[START TEXT SHOWN]

Ok, so I think I see what you mean now.
At the point of vfork, the kernel creates two processes using the same page tables. One is suspended (parent), and the other isn’t (child).
The child continues running until execve. At that point the child process image is replaced with the executable loaded by exec. The parent process is then resumed but with the register/stack state of the child.
That would actually work pretty nicely.
Exactly. The vfork call just switches out the kernel data structures associated with the running thread but leaves everything else in place, the execve would switch back and doesn’t do any of the saving and restoring of register state that makes vfork a bit exciting. The only major change would be that execve would return to the parent process’ kernel state even in case of failure.
That’s pretty elegant. If I’m ever arsed writing a hobby OS-kernel again, I’m definitely going to try implementing this.
posix_spawn is documented in POSIX: https://pubs.opengroup.org/onlinepubs/9699919799/ , specially here: https://pubs.opengroup.org/onlinepubs/9699919799/functions/posix_spawn.html . This manpage contains big “RATIONALE” section. And “SEE ALSO” section with posix_spawnattr_*
functions
Linux does posix_spawn in user space, on top of fork - but sometimes vfork
Glibc and musl add more and more optimizations over time, allowing posix_spawn to use vfork (as opposed to fork) in more and more cases. It is quite possible that recent versions of glibc and musl call vfork in all cases.
AFAIK this glibc bug report https://sourceware.org/bugzilla/show_bug.cgi?id=10354 is resolved using patchset, which makes glibc always use vfork/CLONE_VFORK.
Using vfork is not simple. This article explains how hard it is: https://ewontfix.com/7/
I can post code of my unshare(1)
analog. It seems I can simply add CLONE_VFORK option to list of clone
options and everything will work
That would be cool! What do you use it for?
I would like to do some container-like stuff without Docker, e.g. I’ve looked at bubblewrap, crun, runc, etc. a little bit
We have a bunch of containers and I want to gradually migrate away from them
I also wonder if on Linux at least a shell should distribute a bubblewrap-like tool ! Although I think security takes a long time to get right on Linux, so we probably don’t want that responsibility
Here is my util, I call it “asjail” for “Askar Safin’s jail”:
https://paste.gg/p/anonymous/4d26975181eb4223b10800911255c951
It is public domain. I’m sorry for Russian comments.
Compile with gcc -o asjail asjail.c
. My program is x86 Linux specific. Run like so: asjail -p bash
.
Program has options -imnpuU
, which correspond to unshare(1)
options (see its manpage). (Also, actual unshare has option -r
, I have no such cool option.)
My program usually requires root privileges, but you can specify -U
flag, which creates user namespace. So, you can run asjail -pU bash
as normal user, this will create new user namespace and then create PID namespace inside it. (Again: unshare -pr bash
is even better.)
But user namespace requires that they should be enabled in kernel. In some distros they are enabled by default, in others - not.
I wrote this util nearly 10 years ago. Back then I wanted some lightweight container solution. I was not aware of unshare(1)
util. unshare(1)
fully subsumes my util. (Don’t confuse with unshare(2)
syscall.) Also, unshare(1)

[END TEXT SHOWN]

SET OF TASKS
a: In the vfork discussion, what does the name "asjail" stand for?
b: Does the vfork discussion support each statement? (i) The asjail program works on any Linux architecture. (ii) Linux implements posix_spawn in user space. (iii) asjail offers a -r option. Answer yes or no for each and quote the deciding words.
c: According to the vfork discussion, why can a normal user run asjail -pU bash, even though the program usually needs root privileges?
The data records that come next stand apart from the vfork discussion.

[START DATA SECTION]

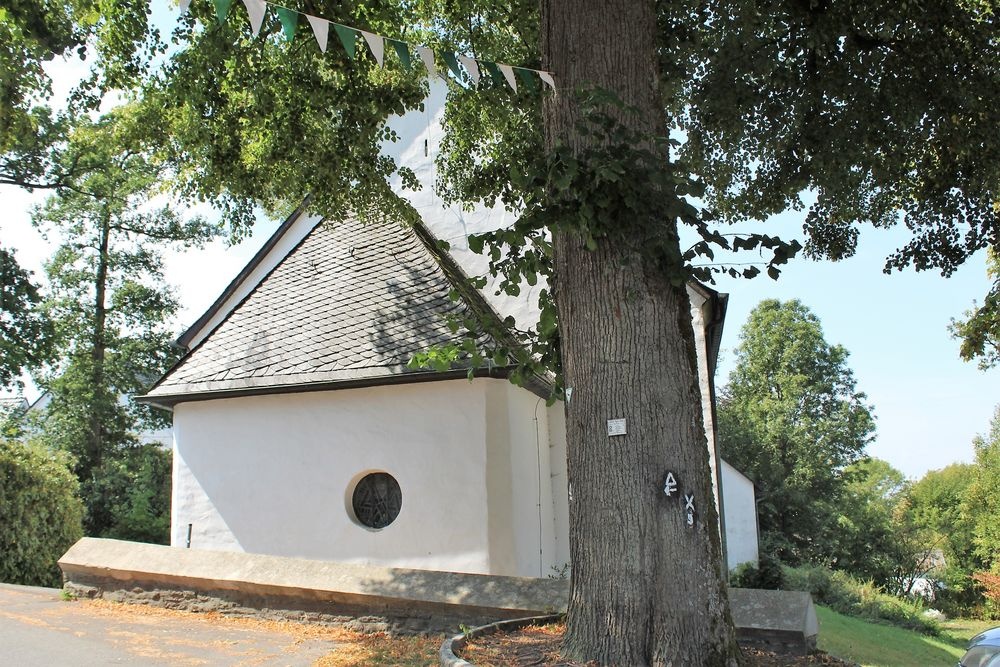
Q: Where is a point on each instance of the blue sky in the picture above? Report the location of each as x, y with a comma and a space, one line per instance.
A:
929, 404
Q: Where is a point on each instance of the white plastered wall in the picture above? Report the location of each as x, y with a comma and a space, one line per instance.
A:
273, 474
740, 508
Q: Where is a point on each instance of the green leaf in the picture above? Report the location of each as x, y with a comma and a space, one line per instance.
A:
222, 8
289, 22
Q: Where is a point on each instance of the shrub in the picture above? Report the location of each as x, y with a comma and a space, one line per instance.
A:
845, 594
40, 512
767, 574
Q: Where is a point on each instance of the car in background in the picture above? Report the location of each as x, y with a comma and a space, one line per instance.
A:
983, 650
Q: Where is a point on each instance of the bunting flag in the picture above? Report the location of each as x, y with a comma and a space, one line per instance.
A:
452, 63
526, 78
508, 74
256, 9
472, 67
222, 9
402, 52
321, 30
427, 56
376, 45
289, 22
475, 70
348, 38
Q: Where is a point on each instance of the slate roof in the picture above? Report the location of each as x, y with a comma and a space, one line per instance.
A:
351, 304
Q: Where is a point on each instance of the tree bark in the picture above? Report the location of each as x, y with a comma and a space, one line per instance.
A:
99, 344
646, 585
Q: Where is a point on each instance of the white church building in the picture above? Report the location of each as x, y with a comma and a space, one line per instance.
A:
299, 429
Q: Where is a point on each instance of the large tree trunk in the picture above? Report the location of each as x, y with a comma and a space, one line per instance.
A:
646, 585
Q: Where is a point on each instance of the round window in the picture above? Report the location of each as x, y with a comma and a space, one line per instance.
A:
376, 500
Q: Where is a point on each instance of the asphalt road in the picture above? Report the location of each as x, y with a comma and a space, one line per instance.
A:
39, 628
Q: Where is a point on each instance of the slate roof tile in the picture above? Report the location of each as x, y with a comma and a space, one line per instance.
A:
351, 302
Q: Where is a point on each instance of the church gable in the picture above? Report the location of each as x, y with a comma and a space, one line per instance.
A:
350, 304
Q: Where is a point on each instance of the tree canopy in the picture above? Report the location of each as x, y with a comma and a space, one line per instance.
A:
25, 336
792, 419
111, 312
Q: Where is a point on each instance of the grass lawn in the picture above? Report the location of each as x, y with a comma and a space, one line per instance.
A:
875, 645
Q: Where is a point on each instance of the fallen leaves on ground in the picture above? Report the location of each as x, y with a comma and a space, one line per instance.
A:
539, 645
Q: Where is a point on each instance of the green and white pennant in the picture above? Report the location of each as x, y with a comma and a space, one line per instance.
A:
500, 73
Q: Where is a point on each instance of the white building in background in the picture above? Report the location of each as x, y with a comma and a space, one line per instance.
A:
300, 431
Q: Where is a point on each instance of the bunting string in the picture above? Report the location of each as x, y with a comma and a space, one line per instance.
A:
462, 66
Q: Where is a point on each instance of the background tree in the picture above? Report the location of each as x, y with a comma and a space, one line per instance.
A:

[END DATA SECTION]

SOLUTIONS PER TASK
a: Askar Safin's jail.

b:
(i) No: "My program is x86 Linux specific."
(ii) Yes: "Linux does posix_spawn in user space, on top of fork - but sometimes vfork"
(iii) No: "I have no such cool option."

c: The -U flag creates a user namespace. asjail then creates the PID namespace inside that user namespace, so root privileges aren't needed. This works only if user namespaces are enabled in the kernel.